§ Task goal
Rewrite the items from the line with "Give one point for each instance of the blue jeans" through the end of the items, swapping "green jacket" for "olive jacket" and leaving everything else unchanged. Omit the pictures from your answer.

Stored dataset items
|---|
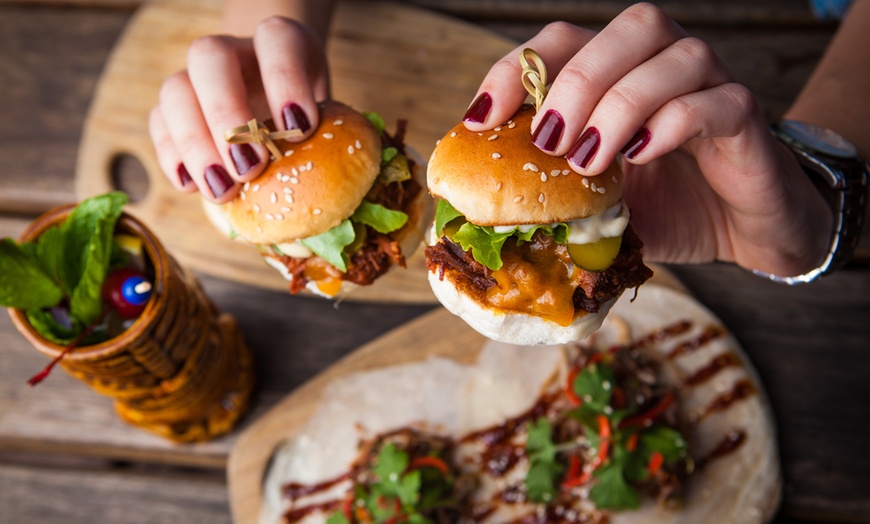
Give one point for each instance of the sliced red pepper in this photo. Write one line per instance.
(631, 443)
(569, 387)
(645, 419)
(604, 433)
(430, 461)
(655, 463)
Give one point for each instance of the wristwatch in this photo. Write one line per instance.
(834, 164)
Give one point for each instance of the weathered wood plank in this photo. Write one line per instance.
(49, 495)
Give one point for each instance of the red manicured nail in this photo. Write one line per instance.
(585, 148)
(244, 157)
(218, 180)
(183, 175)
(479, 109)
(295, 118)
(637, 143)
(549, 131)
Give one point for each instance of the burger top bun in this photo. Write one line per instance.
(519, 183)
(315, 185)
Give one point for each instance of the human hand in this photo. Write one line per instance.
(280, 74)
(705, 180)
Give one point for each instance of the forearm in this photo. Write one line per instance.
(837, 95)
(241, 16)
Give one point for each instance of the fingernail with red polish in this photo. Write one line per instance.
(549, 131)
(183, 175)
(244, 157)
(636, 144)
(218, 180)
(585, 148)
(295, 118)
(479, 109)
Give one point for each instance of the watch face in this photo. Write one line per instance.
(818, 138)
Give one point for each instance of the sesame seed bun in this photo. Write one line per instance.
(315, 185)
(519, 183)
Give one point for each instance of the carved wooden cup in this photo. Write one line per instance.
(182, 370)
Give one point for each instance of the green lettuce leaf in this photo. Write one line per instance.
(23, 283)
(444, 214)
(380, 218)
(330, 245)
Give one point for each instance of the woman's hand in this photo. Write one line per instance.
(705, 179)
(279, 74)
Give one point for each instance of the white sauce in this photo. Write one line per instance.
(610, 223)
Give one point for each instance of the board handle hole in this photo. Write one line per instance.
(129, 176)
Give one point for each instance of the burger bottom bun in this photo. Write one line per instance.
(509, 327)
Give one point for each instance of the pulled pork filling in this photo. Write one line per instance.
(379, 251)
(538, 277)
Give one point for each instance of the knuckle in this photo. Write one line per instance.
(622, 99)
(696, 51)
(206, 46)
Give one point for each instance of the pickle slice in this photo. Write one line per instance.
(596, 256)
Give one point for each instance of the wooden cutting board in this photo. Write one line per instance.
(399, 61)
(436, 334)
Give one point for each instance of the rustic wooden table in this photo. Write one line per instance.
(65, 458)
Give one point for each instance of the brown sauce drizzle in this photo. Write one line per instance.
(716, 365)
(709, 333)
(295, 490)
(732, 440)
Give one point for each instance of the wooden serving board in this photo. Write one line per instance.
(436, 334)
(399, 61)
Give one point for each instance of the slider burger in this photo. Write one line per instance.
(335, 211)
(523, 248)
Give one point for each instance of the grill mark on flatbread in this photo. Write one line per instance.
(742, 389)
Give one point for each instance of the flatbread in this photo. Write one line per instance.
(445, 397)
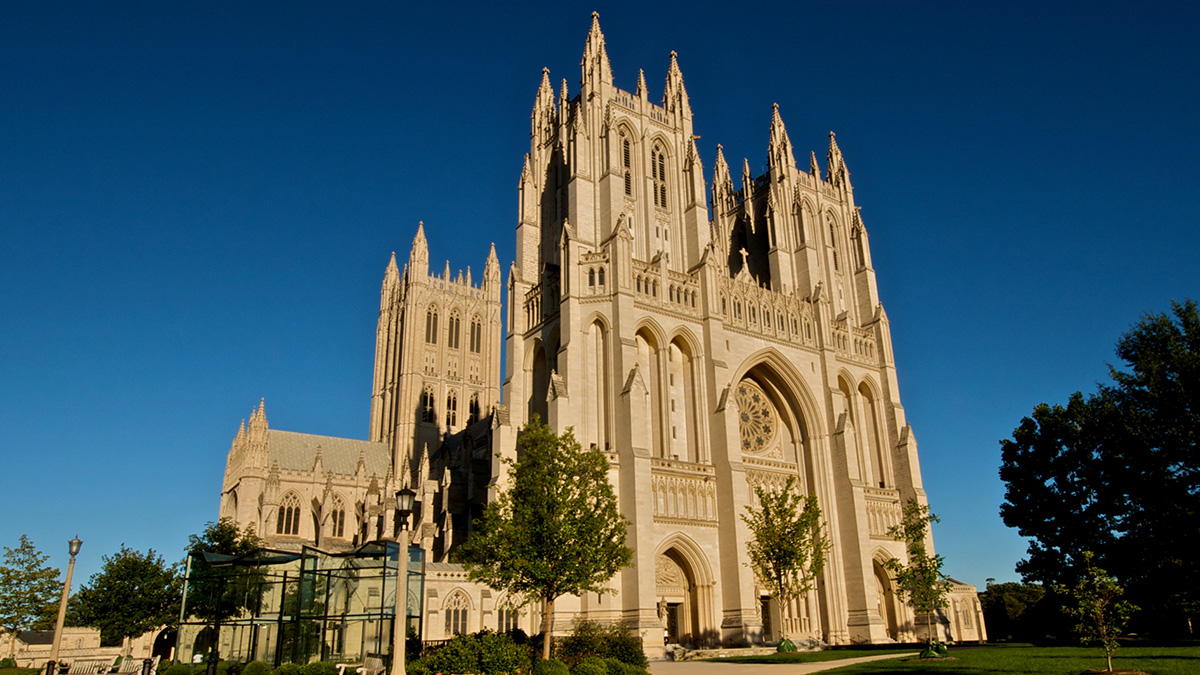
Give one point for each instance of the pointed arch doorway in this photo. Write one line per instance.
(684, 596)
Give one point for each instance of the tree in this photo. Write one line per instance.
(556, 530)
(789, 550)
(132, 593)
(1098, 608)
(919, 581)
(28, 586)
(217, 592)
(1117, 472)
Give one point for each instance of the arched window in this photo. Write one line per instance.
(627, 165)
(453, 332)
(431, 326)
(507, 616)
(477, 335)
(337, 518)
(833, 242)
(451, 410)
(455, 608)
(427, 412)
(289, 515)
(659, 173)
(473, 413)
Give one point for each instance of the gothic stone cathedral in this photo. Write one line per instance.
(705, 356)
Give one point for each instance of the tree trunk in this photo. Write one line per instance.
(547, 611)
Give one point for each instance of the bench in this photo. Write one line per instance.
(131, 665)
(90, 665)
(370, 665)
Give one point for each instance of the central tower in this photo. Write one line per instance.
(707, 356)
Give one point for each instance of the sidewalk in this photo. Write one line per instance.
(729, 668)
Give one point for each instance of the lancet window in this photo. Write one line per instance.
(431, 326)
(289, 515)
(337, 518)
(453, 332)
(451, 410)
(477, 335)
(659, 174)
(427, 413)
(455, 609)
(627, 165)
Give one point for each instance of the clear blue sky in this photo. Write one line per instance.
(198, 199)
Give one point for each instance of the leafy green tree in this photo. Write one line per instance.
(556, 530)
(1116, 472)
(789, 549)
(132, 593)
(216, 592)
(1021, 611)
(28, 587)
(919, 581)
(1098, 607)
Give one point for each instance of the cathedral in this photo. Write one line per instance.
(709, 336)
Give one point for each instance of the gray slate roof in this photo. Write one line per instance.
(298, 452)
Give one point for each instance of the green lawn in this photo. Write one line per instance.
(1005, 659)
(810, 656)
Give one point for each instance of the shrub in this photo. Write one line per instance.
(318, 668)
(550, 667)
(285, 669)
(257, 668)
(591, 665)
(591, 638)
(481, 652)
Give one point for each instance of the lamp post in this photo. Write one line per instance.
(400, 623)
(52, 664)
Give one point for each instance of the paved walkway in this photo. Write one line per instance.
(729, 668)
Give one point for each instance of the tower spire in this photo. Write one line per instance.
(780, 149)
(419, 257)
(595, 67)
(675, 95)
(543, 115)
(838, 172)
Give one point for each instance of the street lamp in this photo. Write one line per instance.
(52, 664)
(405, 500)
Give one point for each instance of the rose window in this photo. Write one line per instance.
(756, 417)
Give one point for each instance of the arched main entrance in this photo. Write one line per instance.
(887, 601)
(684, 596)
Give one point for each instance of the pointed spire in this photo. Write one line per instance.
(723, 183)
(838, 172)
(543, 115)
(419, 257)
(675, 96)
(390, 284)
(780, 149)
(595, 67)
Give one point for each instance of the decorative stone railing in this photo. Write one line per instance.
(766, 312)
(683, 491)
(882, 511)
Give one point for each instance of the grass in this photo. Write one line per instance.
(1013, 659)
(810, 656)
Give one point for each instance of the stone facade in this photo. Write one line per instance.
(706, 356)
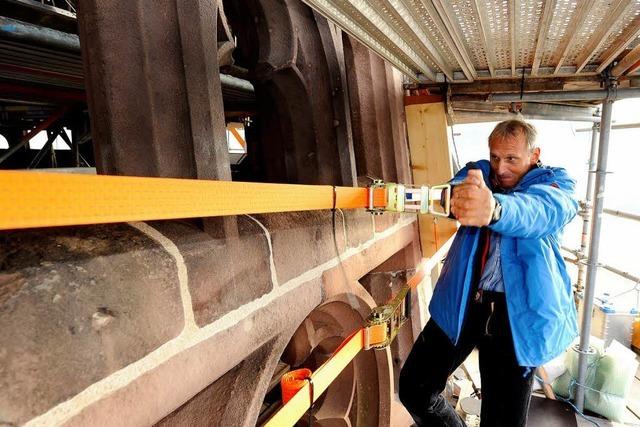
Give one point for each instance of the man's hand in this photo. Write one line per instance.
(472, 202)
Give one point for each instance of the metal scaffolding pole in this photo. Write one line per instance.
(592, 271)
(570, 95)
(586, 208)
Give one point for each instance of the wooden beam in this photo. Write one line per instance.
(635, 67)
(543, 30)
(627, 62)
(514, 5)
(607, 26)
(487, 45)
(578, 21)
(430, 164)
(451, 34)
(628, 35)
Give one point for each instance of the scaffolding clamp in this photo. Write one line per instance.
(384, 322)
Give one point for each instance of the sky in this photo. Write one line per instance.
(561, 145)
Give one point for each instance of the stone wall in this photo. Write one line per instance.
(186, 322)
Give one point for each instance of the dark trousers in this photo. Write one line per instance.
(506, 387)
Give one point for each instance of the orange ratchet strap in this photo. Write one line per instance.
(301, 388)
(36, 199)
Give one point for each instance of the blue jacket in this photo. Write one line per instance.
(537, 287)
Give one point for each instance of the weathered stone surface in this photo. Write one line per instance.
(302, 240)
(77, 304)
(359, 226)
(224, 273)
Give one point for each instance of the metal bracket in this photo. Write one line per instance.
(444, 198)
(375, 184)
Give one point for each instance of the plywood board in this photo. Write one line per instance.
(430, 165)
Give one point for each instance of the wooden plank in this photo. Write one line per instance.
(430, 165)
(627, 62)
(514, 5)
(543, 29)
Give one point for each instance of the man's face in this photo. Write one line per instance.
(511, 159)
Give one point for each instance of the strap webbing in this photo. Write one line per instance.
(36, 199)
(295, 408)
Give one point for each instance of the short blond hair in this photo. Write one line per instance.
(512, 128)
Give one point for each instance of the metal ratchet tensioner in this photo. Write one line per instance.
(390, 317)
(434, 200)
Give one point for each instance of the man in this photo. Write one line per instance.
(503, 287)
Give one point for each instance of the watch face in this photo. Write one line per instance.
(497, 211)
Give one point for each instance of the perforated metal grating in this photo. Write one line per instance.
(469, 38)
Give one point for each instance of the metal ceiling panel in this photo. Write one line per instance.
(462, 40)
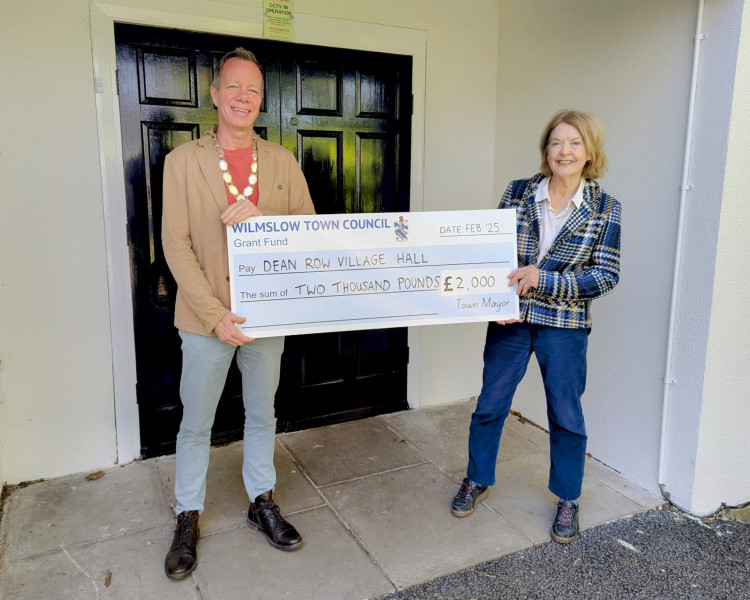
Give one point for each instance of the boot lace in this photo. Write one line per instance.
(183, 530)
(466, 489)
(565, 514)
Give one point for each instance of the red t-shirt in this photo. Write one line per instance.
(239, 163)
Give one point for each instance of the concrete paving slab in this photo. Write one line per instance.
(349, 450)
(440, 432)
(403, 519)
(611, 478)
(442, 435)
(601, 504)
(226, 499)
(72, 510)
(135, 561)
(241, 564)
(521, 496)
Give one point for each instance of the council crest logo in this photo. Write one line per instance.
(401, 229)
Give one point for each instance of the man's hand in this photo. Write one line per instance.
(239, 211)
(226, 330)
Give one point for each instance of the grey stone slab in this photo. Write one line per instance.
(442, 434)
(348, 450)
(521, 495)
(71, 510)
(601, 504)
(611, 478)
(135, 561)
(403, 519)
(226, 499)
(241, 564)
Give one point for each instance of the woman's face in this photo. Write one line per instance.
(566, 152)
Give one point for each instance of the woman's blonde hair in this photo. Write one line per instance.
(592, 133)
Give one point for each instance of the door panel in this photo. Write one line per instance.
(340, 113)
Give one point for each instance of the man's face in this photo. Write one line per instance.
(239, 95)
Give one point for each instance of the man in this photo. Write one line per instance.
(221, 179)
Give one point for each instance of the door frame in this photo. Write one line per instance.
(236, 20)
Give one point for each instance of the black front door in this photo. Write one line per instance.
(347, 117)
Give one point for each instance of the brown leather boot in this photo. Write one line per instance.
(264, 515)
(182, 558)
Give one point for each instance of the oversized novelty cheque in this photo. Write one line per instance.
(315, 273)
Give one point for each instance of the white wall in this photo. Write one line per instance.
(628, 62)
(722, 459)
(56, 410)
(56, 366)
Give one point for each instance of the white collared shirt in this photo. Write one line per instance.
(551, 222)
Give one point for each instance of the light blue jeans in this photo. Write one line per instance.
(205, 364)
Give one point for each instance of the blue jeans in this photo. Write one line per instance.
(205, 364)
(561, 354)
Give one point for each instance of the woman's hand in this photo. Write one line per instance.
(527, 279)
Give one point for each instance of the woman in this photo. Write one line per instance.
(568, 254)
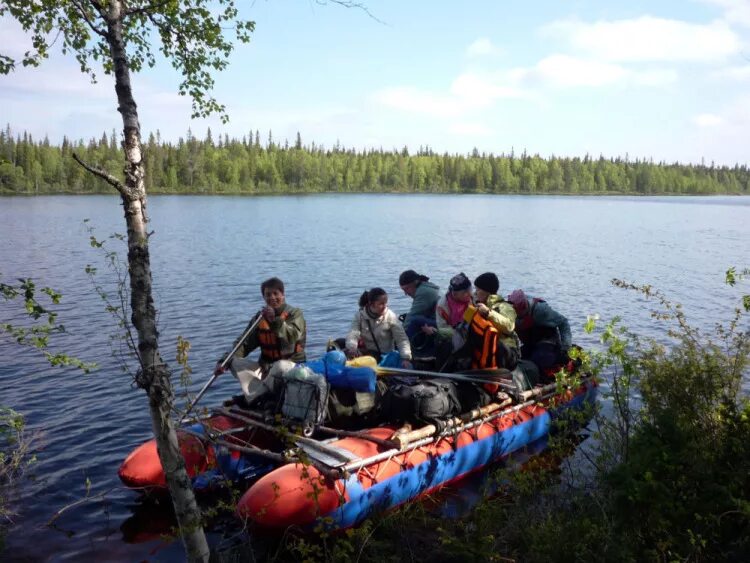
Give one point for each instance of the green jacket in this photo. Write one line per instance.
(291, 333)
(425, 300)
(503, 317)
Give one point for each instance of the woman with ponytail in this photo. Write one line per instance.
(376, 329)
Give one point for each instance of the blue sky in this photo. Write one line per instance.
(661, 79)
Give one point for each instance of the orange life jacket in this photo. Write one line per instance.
|---|
§ Solution to this problem
Give one point for each instance of the blue jeans in this photo. Write one line per instance.
(205, 364)
(561, 354)
Give one point for each instance of the woman's hand in this photo. Write one line per instance.
(527, 279)
Give one point for each instance of the woman in this photo. Write one line per instance.
(568, 254)
Give one point for each instance of the olive jacket in this photo. Write one line per instance.
(291, 333)
(425, 300)
(503, 317)
Give one point for each instance of the woman with ponytail in this photo. Write one line per instance.
(376, 329)
Give one point for each instance of the blue sky in this photo. Write one line per instance.
(661, 79)
Give one point for each instance of the orange life jacket in this photo. Write one line per instance.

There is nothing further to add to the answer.